What the task requires: All of the data needs to be printed again, exactly as written.

>>>>

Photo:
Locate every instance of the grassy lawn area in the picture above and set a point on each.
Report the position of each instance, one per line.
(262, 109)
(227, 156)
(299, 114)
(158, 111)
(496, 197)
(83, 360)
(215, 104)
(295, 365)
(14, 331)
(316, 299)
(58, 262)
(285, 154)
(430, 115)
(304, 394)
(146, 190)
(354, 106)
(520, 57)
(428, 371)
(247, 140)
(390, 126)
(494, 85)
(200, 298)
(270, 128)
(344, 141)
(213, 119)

<<<<

Exercise response:
Photo:
Locate every instance of the grassy lawn area in the picture above and set a point on each.
Report the position of each instance, one per line.
(262, 109)
(227, 156)
(299, 114)
(158, 111)
(496, 197)
(83, 360)
(215, 104)
(295, 365)
(14, 331)
(316, 299)
(58, 262)
(285, 154)
(430, 115)
(304, 394)
(146, 190)
(354, 106)
(520, 57)
(428, 371)
(247, 140)
(390, 126)
(494, 85)
(200, 298)
(270, 128)
(344, 141)
(213, 119)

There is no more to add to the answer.